# TASK TO CARRY OUT
Please restate word for word the line holding "# Trace the outline of every instance of the dark green" and every following line through the end of the entries.
------ EXERCISE DATA ------
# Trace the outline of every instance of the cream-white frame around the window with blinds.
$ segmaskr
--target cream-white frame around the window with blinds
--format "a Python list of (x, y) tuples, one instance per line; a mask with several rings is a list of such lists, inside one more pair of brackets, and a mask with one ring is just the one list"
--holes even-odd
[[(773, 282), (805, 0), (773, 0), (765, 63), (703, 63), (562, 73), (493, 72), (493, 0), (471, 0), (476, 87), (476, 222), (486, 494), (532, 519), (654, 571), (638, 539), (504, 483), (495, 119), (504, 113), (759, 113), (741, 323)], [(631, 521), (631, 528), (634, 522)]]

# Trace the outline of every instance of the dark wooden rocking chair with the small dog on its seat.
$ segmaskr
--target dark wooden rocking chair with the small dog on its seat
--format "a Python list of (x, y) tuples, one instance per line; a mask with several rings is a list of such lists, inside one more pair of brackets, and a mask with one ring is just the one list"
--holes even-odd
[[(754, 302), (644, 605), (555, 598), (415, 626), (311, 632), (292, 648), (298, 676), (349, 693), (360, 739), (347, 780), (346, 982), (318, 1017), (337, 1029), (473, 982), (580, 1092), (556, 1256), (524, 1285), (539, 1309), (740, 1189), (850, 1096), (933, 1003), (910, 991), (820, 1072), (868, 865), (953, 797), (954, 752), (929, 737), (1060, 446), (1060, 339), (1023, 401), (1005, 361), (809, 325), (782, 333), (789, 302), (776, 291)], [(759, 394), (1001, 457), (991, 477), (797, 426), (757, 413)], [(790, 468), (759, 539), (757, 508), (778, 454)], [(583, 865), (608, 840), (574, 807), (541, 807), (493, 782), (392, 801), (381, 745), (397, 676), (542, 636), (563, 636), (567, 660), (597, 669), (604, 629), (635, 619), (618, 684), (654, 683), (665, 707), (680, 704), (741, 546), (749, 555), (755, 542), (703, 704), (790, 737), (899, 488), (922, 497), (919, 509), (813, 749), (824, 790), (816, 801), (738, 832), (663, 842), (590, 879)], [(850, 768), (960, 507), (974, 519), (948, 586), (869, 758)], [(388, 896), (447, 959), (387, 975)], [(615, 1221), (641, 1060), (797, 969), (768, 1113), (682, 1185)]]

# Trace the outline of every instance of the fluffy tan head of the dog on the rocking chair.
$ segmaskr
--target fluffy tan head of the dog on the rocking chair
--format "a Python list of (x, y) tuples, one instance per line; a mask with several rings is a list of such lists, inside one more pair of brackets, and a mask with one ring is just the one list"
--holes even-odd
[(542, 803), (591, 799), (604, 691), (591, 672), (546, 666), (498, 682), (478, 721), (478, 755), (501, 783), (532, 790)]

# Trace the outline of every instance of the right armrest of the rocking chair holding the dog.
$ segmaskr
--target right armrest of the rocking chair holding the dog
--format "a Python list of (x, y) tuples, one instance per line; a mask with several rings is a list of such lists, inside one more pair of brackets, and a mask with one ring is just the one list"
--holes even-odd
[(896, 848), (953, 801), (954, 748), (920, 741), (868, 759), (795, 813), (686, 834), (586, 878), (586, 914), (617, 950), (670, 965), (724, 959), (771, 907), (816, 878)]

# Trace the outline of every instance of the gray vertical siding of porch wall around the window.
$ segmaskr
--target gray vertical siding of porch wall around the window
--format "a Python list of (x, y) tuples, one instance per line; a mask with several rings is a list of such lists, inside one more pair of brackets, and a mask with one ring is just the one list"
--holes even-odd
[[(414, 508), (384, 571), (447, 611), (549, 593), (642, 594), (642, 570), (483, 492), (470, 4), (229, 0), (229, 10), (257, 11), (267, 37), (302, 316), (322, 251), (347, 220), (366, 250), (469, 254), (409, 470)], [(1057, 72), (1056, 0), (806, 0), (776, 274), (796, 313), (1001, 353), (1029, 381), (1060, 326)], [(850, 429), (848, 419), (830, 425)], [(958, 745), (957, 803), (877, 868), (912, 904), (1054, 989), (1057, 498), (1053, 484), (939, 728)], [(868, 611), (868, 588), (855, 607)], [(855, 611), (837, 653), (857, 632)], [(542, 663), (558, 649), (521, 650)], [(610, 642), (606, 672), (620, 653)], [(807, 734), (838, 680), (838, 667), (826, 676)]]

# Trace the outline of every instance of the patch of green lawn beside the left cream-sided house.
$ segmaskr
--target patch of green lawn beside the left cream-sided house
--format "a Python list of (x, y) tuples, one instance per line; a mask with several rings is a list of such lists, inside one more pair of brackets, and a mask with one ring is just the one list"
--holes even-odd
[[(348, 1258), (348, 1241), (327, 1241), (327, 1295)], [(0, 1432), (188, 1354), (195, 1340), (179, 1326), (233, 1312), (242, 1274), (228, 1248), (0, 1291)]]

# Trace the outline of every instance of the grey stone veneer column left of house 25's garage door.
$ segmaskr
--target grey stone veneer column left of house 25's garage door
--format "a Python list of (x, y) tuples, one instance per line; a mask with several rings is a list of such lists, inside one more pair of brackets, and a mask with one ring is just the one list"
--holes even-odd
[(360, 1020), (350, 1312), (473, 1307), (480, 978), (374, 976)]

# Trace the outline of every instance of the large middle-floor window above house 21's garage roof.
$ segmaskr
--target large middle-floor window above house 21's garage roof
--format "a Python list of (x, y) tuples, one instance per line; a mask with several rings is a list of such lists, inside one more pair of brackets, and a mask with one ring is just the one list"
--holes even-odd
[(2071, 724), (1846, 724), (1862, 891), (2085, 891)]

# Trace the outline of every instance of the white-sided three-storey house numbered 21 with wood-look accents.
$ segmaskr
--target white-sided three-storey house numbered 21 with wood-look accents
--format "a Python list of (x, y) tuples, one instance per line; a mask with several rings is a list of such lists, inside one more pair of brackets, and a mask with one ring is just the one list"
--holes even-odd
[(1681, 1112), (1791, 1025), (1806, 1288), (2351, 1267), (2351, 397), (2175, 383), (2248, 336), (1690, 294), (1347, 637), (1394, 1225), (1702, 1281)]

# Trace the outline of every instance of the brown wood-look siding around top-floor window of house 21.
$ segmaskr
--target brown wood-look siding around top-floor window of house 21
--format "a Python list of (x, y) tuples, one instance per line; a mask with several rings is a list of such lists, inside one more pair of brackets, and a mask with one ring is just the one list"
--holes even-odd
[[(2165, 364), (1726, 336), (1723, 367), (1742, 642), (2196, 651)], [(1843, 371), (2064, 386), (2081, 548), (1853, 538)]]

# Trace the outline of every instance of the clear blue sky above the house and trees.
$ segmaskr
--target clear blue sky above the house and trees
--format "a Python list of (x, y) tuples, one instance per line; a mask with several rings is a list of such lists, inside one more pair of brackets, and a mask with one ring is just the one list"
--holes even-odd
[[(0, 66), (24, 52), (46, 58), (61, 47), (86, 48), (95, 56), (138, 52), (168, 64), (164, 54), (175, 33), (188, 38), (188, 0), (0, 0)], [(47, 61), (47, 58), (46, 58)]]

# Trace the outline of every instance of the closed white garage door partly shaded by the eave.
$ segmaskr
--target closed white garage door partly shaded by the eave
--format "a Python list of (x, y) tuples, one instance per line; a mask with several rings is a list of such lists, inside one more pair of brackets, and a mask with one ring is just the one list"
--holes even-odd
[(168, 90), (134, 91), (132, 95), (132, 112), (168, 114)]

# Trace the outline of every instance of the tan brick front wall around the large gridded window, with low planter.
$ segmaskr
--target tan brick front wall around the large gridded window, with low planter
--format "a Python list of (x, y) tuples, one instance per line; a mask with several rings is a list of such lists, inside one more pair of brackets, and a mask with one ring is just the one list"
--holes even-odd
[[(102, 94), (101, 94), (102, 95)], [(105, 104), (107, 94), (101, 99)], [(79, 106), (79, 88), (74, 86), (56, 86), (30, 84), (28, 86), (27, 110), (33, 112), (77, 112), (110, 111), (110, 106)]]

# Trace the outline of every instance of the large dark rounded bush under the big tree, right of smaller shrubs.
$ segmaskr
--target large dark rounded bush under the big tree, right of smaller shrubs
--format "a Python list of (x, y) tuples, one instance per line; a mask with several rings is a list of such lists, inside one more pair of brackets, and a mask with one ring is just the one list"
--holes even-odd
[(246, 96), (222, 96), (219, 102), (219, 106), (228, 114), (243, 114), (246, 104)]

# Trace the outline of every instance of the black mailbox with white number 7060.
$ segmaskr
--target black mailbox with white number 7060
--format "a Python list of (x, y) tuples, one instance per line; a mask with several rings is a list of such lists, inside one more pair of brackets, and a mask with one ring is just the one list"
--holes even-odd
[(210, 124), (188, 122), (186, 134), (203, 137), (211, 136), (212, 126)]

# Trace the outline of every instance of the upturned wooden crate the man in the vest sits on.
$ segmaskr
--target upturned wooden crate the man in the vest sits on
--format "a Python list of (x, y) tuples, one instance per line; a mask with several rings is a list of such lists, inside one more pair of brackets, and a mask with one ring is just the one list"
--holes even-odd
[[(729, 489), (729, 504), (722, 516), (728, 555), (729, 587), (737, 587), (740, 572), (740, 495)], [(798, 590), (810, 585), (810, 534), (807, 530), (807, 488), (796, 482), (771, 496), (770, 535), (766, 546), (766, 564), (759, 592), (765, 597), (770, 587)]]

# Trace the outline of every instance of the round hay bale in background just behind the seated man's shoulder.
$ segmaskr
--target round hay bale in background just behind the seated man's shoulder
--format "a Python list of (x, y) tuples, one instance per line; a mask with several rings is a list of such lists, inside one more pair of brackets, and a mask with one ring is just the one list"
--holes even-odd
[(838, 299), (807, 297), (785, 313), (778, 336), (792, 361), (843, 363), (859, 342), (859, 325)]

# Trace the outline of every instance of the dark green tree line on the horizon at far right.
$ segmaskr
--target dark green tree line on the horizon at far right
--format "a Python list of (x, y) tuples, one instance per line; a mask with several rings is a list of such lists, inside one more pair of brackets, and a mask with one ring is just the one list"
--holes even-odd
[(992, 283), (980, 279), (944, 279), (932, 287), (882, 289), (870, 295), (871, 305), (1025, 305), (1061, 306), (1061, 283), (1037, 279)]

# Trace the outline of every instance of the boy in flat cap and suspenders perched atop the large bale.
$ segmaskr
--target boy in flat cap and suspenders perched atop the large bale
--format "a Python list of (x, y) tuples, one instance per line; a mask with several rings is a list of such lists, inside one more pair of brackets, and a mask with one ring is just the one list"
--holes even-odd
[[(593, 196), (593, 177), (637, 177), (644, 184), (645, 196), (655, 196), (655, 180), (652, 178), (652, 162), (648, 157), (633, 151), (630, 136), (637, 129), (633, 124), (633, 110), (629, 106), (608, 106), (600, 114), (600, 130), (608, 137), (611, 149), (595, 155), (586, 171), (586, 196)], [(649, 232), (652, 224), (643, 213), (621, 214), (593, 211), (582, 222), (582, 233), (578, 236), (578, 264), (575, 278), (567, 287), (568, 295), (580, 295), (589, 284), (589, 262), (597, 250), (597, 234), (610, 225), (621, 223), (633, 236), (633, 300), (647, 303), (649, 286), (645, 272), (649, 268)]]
------
# OUTPUT FOR THIS EXERCISE
# Trace the outline of every instance of the dark green tree line on the horizon at far right.
$ segmaskr
--target dark green tree line on the horizon at far right
--format "a Python list of (x, y) tuples, one instance per line; a mask with several rings is a list of such lists, inside one more pair of brackets, and a mask with one ring is just the one list"
--holes even-odd
[(992, 283), (980, 279), (944, 279), (932, 287), (882, 289), (870, 295), (871, 305), (1025, 305), (1061, 306), (1061, 283), (1037, 279)]

# Trace the outline of every instance of the boy in flat cap and suspenders perched atop the large bale.
$ segmaskr
--target boy in flat cap and suspenders perched atop the large bale
--format "a Python list of (x, y) tuples, one instance per line; a mask with several rings is a list of such lists, inside one more pair of brackets, and a mask with one ring is just the one list"
--holes even-odd
[[(593, 196), (593, 177), (637, 177), (644, 184), (645, 196), (655, 196), (655, 180), (652, 178), (652, 162), (648, 157), (633, 151), (630, 136), (637, 129), (633, 124), (633, 110), (629, 106), (608, 106), (600, 114), (600, 130), (608, 137), (611, 149), (595, 155), (586, 171), (586, 196)], [(649, 232), (652, 224), (643, 213), (621, 214), (593, 211), (582, 222), (582, 233), (578, 236), (578, 264), (575, 278), (567, 287), (568, 295), (580, 295), (589, 284), (589, 262), (597, 250), (597, 234), (610, 225), (621, 223), (633, 236), (633, 300), (647, 303), (649, 286), (645, 272), (649, 268)]]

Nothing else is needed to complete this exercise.